## Exercise aim
Return the records that follow unaltered. Omit every picture.

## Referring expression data
──────────────────────────────
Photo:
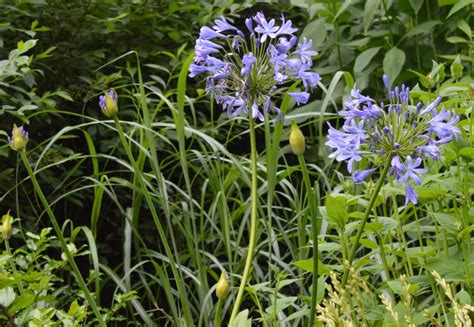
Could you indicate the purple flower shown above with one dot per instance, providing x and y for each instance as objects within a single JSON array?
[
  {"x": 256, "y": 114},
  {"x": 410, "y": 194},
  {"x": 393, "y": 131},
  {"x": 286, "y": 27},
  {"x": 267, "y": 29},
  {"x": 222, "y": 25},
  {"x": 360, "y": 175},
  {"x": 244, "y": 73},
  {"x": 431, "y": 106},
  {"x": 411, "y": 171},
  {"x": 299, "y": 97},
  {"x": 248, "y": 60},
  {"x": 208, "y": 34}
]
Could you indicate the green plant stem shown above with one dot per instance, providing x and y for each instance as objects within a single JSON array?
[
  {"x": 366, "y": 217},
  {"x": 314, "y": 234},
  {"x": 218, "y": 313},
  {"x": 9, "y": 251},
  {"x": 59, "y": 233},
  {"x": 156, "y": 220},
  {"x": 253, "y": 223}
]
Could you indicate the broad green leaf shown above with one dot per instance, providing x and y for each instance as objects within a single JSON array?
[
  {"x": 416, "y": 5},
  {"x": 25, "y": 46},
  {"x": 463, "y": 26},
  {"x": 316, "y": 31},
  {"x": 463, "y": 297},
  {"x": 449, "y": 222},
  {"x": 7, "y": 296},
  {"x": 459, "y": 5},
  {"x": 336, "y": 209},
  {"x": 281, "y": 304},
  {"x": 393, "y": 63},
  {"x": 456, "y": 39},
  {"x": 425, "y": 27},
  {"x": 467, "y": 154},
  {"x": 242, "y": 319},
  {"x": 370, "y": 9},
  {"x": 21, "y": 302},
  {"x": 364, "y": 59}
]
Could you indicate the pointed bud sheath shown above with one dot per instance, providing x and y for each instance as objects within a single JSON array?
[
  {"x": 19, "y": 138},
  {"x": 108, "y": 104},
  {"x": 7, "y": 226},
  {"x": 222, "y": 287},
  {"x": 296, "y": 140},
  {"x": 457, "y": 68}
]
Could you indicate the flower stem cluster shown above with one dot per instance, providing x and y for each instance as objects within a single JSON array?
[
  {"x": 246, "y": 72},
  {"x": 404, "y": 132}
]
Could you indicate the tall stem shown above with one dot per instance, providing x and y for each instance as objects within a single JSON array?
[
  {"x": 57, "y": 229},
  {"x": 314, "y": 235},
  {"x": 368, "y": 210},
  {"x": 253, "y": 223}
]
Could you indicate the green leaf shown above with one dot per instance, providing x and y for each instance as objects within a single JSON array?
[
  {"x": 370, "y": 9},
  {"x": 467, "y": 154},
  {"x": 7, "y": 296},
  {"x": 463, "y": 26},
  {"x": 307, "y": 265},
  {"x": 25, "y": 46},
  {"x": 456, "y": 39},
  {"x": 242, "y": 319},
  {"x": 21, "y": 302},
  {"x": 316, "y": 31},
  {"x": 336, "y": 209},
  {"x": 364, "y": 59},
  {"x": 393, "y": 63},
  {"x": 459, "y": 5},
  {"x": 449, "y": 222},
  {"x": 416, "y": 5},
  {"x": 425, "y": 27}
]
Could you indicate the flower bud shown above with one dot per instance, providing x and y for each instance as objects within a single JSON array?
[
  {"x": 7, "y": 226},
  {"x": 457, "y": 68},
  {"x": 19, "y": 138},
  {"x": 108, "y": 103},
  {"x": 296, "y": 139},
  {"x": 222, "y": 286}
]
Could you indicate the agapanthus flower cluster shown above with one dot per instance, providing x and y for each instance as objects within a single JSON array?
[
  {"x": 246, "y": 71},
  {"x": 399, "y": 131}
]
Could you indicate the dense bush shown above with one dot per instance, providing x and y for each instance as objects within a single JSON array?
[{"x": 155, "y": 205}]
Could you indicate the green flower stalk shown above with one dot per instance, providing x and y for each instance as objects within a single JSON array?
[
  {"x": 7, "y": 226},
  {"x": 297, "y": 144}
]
──────────────────────────────
## Answer section
Photo:
Could you indicate the purple flower shown above with one dot per instance, providing x and y for each instance as objects within a single JSON array?
[
  {"x": 256, "y": 114},
  {"x": 410, "y": 194},
  {"x": 393, "y": 131},
  {"x": 286, "y": 27},
  {"x": 267, "y": 29},
  {"x": 222, "y": 25},
  {"x": 360, "y": 175},
  {"x": 244, "y": 73},
  {"x": 431, "y": 106},
  {"x": 411, "y": 171},
  {"x": 299, "y": 97},
  {"x": 248, "y": 60},
  {"x": 208, "y": 34}
]
Could you indicate the green plant stem shown above with one dot per instance, providing x and y for each instance as objects within a single JSON array?
[
  {"x": 366, "y": 217},
  {"x": 314, "y": 234},
  {"x": 218, "y": 313},
  {"x": 9, "y": 251},
  {"x": 59, "y": 233},
  {"x": 156, "y": 220},
  {"x": 253, "y": 223}
]
Could you indicate the broad green leaf shown above with one dot per instance, providing x and y for each instance as objects within a single JSON array?
[
  {"x": 416, "y": 5},
  {"x": 25, "y": 46},
  {"x": 463, "y": 26},
  {"x": 316, "y": 31},
  {"x": 463, "y": 297},
  {"x": 449, "y": 222},
  {"x": 7, "y": 296},
  {"x": 459, "y": 5},
  {"x": 336, "y": 209},
  {"x": 281, "y": 304},
  {"x": 393, "y": 63},
  {"x": 456, "y": 39},
  {"x": 425, "y": 27},
  {"x": 467, "y": 154},
  {"x": 242, "y": 319},
  {"x": 370, "y": 9},
  {"x": 21, "y": 302},
  {"x": 364, "y": 59}
]
Could you indicate the pointed bud sheath shown above with one dot per instance, providing x and y for each instance as objects within a single JSON array?
[
  {"x": 19, "y": 138},
  {"x": 108, "y": 104},
  {"x": 7, "y": 226},
  {"x": 222, "y": 287},
  {"x": 296, "y": 140},
  {"x": 457, "y": 68}
]
Could you indicate the flower stem cluster shown above with one dot per instance, providing x and y for each instance as objects within a single JSON array?
[
  {"x": 246, "y": 72},
  {"x": 404, "y": 132}
]
Could you indicate the tall stem shown above with one dot per instance, providing x and y for each instance as objects within a single JSON array?
[
  {"x": 57, "y": 229},
  {"x": 314, "y": 235},
  {"x": 368, "y": 210},
  {"x": 253, "y": 223}
]
Could you indicate the green leaf shown above with one dot per instance, providing x and y for each instance as objects within a single JSON array?
[
  {"x": 370, "y": 9},
  {"x": 467, "y": 154},
  {"x": 7, "y": 296},
  {"x": 463, "y": 26},
  {"x": 307, "y": 265},
  {"x": 25, "y": 46},
  {"x": 456, "y": 39},
  {"x": 242, "y": 319},
  {"x": 21, "y": 302},
  {"x": 316, "y": 31},
  {"x": 336, "y": 209},
  {"x": 364, "y": 59},
  {"x": 393, "y": 63},
  {"x": 459, "y": 5},
  {"x": 449, "y": 222},
  {"x": 416, "y": 5},
  {"x": 425, "y": 27}
]
Could you indicate the flower bud shown above with one dot per instance, providing x and y for each instance as objects within a single JSON array?
[
  {"x": 7, "y": 226},
  {"x": 457, "y": 68},
  {"x": 19, "y": 138},
  {"x": 108, "y": 103},
  {"x": 296, "y": 139},
  {"x": 222, "y": 286}
]
Could you indicate the agapanthus flower cluster shown above with one dot per instance, providing x and y for each instance as objects within a single JSON array?
[
  {"x": 246, "y": 71},
  {"x": 399, "y": 131}
]
Could you indicate the dense bush shown above with one dot per instance, providing x and y for each instance as objects within a single JSON array?
[{"x": 155, "y": 205}]
Could you indicate the green flower stalk shown above with one dot per instance, providing x and y for each instance as objects within a single JSON array?
[
  {"x": 7, "y": 226},
  {"x": 297, "y": 144}
]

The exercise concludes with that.